Provided text:
--- START ---

Prosecutors objected strenuously to Lennon’s motion, pointing out that Taylor was out on four felony bonds when arrested in a fifth felony case, even after posting $2,000 cash.
Court documents show Taylor is accused of trying to evade arrest in March 2019 by jumping from a second-story motel room in Rothschild as officers entered the room. That, Assistant District Attorney Kerri Plug told the judge, points to a “pattern of behavior” that causes the state “grave concerns whether she will return to face charges if released on bond.
Further, Plug wrote, Taylor has had 12 bench warrants issued in the past, demonstrating a significant history of non-compliance with bond.
Despite Plug’s argument, Judge Jacobson on Monday reduced Taylor’s bond to a $10,000 signature bond with the first $2,500 to be paid in cash. VINE, an electronic victim notification service, shows Taylor is no longer in custody.
“To my knowledge, there have not been a significant number of releases based upon the COVID pandemic – but there have been a few,” said Marathon County Jail Administrator Sandra LaDu.

--- END ---

Required tasks:
A: In the bond article, what bond did Judge Jacobson set for Taylor on Monday?
B: Decide whether each statement agrees with the bond article, answering yes or no and quoting the words from the article that settle it: (i) Taylor was out on four felony bonds when arrested in a fifth felony case. (ii) Taylor has had 20 bench warrants issued in the past. (iii) Taylor is still in custody.
C: Please carry on the bond article from its last sentence.
You won't need the saved entries for any of this.

[Saved entries]
--- START ---

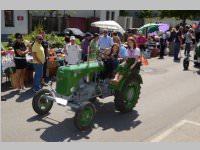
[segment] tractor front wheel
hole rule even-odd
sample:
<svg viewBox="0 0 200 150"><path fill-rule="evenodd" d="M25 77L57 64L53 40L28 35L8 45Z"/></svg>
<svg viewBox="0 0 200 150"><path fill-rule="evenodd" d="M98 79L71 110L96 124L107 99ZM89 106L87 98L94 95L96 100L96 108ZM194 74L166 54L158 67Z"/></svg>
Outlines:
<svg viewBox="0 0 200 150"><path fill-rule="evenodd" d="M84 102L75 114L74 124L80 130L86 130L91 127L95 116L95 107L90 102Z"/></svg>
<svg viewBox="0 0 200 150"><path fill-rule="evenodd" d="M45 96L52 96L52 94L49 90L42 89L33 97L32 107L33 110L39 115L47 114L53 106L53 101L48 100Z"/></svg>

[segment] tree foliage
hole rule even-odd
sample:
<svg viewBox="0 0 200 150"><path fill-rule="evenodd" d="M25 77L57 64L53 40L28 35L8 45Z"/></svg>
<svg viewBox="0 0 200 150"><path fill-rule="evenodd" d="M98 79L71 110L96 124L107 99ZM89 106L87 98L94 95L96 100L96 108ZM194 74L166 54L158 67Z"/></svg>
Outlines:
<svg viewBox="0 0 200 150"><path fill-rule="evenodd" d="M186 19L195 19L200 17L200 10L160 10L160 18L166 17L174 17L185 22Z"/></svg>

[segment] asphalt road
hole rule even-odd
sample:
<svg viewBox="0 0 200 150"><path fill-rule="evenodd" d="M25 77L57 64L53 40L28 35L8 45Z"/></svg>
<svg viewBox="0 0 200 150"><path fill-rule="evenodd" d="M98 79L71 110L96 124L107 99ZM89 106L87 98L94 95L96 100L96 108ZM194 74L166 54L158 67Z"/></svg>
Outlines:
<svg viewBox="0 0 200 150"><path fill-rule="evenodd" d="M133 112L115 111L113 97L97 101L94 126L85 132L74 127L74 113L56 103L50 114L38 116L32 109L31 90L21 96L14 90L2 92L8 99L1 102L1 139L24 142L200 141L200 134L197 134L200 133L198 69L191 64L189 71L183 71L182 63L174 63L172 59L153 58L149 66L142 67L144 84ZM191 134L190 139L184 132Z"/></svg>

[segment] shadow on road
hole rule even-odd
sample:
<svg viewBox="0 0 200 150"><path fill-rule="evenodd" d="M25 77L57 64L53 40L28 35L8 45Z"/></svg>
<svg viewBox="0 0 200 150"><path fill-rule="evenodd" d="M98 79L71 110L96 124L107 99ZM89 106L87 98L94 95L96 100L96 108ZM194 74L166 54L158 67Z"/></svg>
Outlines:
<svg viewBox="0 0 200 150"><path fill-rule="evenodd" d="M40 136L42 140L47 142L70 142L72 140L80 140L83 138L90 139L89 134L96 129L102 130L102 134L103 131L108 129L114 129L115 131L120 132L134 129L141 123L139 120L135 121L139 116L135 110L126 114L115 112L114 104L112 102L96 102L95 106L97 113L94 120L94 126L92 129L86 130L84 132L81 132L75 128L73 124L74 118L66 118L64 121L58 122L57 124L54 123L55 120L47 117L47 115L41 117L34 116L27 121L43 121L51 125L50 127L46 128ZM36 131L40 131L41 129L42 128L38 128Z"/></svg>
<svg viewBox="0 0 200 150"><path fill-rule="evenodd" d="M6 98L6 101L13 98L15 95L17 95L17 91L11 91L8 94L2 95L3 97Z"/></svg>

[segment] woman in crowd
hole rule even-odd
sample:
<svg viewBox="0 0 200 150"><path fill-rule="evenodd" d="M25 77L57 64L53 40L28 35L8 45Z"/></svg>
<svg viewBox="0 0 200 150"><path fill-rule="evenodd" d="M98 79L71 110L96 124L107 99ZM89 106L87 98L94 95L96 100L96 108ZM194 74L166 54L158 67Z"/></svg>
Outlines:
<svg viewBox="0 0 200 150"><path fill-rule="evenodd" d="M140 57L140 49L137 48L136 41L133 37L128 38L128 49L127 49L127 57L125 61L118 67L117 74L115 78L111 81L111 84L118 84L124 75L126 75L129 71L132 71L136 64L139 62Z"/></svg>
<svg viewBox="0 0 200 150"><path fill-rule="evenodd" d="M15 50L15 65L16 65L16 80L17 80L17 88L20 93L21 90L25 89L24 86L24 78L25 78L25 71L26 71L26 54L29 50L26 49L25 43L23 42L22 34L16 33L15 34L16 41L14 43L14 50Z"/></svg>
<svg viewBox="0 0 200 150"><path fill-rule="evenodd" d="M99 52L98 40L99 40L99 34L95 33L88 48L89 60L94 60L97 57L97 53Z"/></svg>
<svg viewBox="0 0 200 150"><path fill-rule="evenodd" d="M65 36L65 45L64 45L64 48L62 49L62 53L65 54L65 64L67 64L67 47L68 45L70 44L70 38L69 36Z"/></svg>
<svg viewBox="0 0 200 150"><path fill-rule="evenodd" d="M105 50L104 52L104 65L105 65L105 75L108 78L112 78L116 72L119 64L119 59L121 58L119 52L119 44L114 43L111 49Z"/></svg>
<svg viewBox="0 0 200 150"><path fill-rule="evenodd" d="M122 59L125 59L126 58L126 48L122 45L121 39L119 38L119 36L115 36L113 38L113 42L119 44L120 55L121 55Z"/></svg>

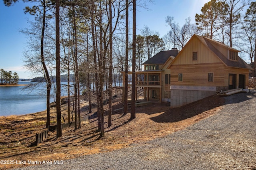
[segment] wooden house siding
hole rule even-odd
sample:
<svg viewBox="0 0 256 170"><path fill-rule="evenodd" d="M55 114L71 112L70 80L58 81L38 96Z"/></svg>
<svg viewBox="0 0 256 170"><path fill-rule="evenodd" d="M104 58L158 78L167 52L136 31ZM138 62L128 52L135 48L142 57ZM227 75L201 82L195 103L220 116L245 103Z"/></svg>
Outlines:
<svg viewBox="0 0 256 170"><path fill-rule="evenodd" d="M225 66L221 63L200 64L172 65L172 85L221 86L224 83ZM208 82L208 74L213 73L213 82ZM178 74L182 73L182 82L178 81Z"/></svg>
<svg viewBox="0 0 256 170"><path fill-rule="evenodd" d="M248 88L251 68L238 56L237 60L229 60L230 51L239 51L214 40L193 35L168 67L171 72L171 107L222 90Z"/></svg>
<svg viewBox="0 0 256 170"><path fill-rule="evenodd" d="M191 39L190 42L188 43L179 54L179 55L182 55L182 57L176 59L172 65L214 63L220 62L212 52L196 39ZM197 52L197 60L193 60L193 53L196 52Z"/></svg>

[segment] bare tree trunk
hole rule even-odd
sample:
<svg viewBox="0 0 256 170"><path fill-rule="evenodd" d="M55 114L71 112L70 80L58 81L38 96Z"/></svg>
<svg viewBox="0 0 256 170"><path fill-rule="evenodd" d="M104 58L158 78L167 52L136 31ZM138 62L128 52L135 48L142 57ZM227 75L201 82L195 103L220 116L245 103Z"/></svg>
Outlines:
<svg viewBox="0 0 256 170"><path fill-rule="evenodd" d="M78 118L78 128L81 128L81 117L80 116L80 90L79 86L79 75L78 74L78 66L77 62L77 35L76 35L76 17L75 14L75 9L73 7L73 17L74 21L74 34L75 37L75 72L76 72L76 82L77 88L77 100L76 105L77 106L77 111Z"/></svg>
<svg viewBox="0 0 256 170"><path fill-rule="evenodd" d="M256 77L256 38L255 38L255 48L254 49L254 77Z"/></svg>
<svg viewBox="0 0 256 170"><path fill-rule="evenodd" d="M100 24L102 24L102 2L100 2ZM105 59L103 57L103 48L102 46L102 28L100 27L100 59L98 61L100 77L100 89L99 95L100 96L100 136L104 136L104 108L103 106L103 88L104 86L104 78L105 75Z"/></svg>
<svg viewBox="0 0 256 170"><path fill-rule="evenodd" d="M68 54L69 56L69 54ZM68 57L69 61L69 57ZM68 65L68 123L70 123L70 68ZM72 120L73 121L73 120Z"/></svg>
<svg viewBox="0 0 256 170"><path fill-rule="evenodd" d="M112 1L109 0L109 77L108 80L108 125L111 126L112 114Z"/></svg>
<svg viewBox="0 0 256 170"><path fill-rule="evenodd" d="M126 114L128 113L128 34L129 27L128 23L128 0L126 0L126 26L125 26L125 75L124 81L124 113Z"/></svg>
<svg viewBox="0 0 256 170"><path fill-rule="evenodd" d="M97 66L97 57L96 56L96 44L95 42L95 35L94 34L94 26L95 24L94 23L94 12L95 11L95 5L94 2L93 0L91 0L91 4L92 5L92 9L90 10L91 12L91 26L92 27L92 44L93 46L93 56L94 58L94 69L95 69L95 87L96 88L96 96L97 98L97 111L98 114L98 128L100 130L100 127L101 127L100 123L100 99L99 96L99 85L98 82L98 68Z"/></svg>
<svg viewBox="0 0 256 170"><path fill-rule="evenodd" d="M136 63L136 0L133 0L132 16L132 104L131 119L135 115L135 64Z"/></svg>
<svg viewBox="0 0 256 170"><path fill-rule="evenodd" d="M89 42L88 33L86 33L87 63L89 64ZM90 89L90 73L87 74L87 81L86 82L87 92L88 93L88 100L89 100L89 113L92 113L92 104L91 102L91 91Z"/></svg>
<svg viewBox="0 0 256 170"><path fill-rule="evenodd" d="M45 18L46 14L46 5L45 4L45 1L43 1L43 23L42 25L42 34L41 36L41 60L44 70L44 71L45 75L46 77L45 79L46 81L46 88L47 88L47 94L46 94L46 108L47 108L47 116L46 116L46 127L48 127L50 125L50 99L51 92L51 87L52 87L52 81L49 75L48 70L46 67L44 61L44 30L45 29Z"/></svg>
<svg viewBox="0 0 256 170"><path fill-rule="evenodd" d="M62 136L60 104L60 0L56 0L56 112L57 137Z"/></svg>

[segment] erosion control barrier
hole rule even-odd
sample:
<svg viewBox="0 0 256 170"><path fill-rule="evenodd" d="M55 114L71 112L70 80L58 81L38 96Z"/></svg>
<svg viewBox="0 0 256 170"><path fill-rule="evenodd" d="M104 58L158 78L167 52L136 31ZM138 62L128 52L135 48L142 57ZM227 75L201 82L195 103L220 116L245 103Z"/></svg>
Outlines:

--- END ---

Task responses:
A: A $10,000 signature bond, with the first $2,500 to be paid in cash.

B:
(i) Yes: "Taylor was out on four felony bonds when arrested in a fifth felony case"
(ii) No: "Taylor has had 12 bench warrants issued in the past"
(iii) No: "VINE, an electronic victim notification service, shows Taylor is no longer in custody"

C:
So far, no one has tested positive for COVID-19 at the jail, including inmates and corrections staff, though some have been tested while others have been quarantined.
LaDu said the jail has significantly fewer inmates now compared to the population before Gov. Tony Evers’ Safer at Home order was implemented, for a variety of reasons. As of May 7, the jail housed 203 inmates, with 52 housed in out-of-county facilities. In addition, 26 are on home monitor, for a total of 286, LaDu said.
By contrast, on March 23 there were 334 inmates, 241 of whom were at the Marathon County Jail, she said.
LaDu said police and prosecutors have also made changes that have had an impact on the jail population including summoning defendants into court rather than taking them into custody. Some court functions, including processing of “failure to appear” warrants, have been reduced. Many court appearances have been pushed out to June or are yet to be determined, and probation and parole agents are making an effort to manage clients without jail sanctions, LaDu said.
Some groups, including The Bail Project and others, continue to urge judges and corrections officials to allow early releases and bail reductions to prevent the potential spread of COVID-19 in jails.
Victim’s mother: “I believe there is a broken system”
But victims say their rights must be considered as well.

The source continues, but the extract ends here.